■ **Fragmento proporcionado**:
::::

Análisis de casos bien diferentes que ilustran sobre la complejidad y diversidad de este tipo de crímenes. 

Por Alvaro Abós

Nota publicada en Clarín

Cada treinta horas una mujer es asesinada por un hombre en la Argentina. La oscuridad dentro de mí, un reciente libro de Osvaldo Aguirre, indaga ese flagelo, sobre el que ha puesto foco la contestación feminista, así como las medidas protectoras que el Estado toma para combatirlo: expulsión del hogar de los hombres golpeadores, prohibición de acercamiento y botones de pánico. Acciones necesarias, pero que con frecuencia son inútiles.

Dos femicidios son analizados en detalle. En la madrugada del 15 de julio de 2014, un tal Lucas Azcona atacó de madrugada a una estudiante chilena que salía del subterráneo y le aplicó once puñaladas con un bisturí que había robado en el sanatorio en el que era empleado de limpieza. El 21 de agosto de 2015 un ejecutivo millonario llamado Fernando Farré le asestó setenta y cuatro puñaladas a su esposa Claudia Schaefer, luego de lo cual la degolló. Esta masacre ocurrió en un chalet situado en un lujoso country ubicado en Pilar.

::::

■ **Qué hacer**:
A) Según el fragmento sobre los femicidios en la Argentina, ¿cada cuánto tiempo un hombre asesina a una mujer en ese país?
B) Por favor, escribe una continuación del fragmento sobre los femicidios en la Argentina a partir de su última oración.

■ **Datos disponibles**:
::::

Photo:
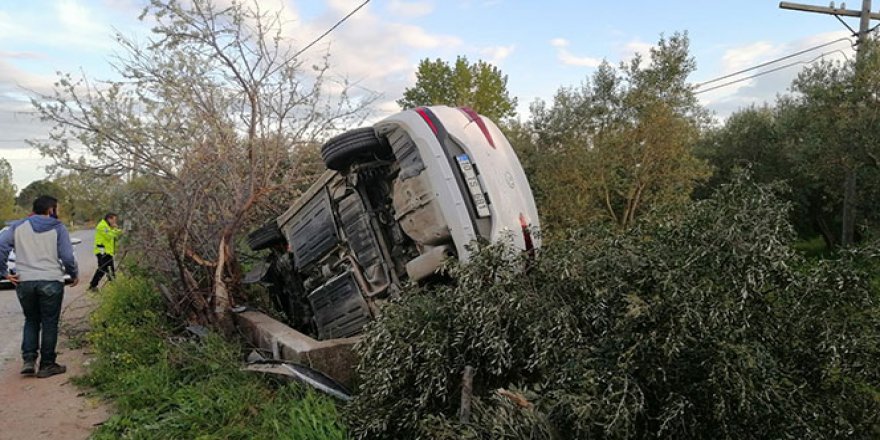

::::

■ **Respuestas**:
A) Cada treinta horas.

B)
Son casos bien diferentes, que ilustran sobre la complejidad y diversidad del femicidio.

Farré zanjó con el asesinato de Claudia Shaefer el lento proceso de destrucción de su víctima, a la cual maltrató física, psicológica y económicamente durante años. A Farré, gerente de Coty, lo habían despedido pagándole seiscientos mil dólares de indemnización. Tenía un departamento en avenida Del Libertador y un chalet en Pilar. Premeditó el asesinato de su mujer y, en un rasgo exhibicionista, se aseguró de que tuviera espectadores. Los abogados de ambos cónyuges y la madre de ella estaban reunidos, cuando en otra habitación, Farré mataba a Claudia. Fue como un teatro cruel. El delito pudo ser observado ya que se cometió en una habitación herméticamente cerrada, pero a través de cuyas vidrieras los asistentes a la reunión lo vieron todo, hasta que la madre de ella, impotente, para intervenir, destrozó los vidrios. Ante los restos de su víctima, Farré esperaba sentado la llegada de la Policía.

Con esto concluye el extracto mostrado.